• _Provided data_:

==============================

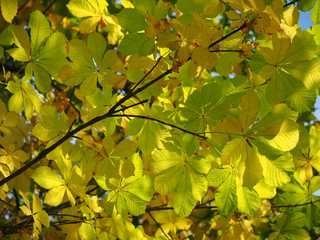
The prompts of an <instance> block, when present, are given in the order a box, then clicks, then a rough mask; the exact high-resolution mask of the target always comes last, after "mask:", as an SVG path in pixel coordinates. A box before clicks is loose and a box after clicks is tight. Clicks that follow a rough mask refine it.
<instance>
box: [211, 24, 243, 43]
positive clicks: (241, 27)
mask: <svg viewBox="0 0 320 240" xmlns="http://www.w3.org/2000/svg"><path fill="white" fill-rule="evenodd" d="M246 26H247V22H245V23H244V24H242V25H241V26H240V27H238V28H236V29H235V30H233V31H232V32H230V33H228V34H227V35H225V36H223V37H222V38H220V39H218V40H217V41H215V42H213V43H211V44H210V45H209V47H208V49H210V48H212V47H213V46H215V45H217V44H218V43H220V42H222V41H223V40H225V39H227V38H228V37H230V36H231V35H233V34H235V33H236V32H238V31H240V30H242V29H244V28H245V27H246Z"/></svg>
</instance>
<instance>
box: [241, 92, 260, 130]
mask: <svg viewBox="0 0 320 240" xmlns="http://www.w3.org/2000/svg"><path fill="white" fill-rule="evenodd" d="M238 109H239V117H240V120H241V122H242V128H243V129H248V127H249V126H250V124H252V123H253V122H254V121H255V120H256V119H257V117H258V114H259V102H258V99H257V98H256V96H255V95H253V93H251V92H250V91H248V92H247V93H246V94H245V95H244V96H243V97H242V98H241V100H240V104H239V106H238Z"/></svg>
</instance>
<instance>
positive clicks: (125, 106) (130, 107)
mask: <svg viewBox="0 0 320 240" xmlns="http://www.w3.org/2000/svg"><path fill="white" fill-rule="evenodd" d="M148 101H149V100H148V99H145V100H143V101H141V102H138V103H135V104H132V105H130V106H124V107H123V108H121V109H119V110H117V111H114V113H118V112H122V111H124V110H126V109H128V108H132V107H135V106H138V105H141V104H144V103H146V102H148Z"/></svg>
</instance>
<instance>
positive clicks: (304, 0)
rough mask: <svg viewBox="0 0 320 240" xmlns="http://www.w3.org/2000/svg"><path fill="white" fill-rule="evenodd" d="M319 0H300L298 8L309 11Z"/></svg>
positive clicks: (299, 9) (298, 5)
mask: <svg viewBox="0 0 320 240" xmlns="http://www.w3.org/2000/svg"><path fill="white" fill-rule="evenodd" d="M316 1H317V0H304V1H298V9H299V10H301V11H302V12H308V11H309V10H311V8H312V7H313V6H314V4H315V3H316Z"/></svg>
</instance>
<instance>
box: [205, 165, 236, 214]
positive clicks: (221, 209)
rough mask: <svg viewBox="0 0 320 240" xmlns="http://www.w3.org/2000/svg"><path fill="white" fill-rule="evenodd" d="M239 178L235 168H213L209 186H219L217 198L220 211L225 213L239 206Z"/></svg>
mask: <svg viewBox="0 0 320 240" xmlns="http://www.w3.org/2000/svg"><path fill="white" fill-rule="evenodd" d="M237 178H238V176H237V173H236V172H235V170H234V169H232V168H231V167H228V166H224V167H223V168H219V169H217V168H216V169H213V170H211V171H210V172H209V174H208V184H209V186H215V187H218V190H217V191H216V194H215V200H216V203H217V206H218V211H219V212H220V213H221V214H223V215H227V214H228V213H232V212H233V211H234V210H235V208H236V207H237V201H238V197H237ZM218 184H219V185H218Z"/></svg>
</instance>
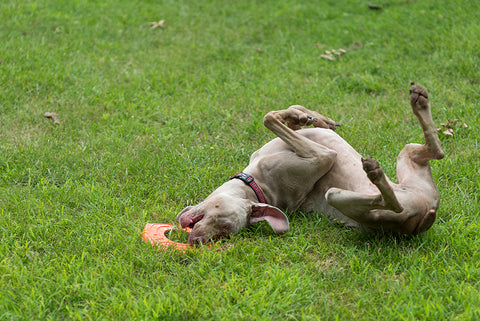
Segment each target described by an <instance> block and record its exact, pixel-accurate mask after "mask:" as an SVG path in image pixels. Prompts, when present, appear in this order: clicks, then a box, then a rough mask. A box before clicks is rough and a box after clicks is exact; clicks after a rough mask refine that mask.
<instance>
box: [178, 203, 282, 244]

==============================

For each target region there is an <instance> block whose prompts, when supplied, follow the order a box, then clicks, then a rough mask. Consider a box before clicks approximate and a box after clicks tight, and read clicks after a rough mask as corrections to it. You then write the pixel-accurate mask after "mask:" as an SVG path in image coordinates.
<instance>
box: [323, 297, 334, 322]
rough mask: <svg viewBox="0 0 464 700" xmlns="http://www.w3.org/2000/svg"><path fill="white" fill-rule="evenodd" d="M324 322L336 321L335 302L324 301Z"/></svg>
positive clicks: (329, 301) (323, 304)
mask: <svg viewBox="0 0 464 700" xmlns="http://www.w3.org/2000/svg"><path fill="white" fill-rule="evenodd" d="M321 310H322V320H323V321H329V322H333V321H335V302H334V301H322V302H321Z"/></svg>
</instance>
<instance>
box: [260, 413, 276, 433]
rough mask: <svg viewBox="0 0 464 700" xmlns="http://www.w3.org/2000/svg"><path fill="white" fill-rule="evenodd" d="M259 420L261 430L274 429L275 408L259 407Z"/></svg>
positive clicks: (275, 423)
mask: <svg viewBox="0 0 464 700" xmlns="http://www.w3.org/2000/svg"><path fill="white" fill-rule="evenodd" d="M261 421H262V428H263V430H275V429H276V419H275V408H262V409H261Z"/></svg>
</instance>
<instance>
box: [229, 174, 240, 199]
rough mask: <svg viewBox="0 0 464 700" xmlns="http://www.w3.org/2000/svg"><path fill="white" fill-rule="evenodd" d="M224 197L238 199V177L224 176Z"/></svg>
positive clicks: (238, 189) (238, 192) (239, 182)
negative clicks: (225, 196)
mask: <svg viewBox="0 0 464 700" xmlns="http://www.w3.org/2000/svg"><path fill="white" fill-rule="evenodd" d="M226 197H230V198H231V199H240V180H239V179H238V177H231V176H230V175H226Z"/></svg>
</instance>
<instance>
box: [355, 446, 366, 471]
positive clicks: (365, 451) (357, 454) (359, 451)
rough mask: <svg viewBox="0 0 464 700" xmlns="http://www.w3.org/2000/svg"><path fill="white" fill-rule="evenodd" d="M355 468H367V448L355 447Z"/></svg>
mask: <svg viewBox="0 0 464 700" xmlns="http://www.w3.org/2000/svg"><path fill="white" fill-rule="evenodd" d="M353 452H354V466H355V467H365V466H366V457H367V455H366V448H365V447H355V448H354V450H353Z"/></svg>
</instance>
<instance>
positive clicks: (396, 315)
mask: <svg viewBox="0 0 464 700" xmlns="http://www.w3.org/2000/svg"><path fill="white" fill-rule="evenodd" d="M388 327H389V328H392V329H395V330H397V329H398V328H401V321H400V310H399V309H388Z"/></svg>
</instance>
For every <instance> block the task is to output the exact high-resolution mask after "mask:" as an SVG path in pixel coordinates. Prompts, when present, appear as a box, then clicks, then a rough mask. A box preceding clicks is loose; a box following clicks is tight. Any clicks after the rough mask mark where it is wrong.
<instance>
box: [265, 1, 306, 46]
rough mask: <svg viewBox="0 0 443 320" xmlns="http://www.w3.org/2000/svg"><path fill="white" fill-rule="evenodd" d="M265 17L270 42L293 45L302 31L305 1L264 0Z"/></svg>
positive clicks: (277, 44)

==============================

• _Task details_:
Arrange the listing lines from the line with "The prompts of" up to and including the line with "positive clicks: (241, 27)" as a Markdown table with the columns Row and Line. Number each line and leave out any blank lines.

• _Answer for the task_:
| Row | Line |
|---|---|
| 1 | The prompts of an <instance> block, when present, are given in the order a box, then clicks, then a rough mask; the exact high-resolution mask of the target always comes last, after "mask:", as an SVG path in pixel coordinates. A box before clicks is loose and a box after clicks is tight. Clicks that follow a rough mask refine it. |
| 2 | <instance> |
| 3 | box: [211, 24, 243, 43] |
| 4 | positive clicks: (241, 27) |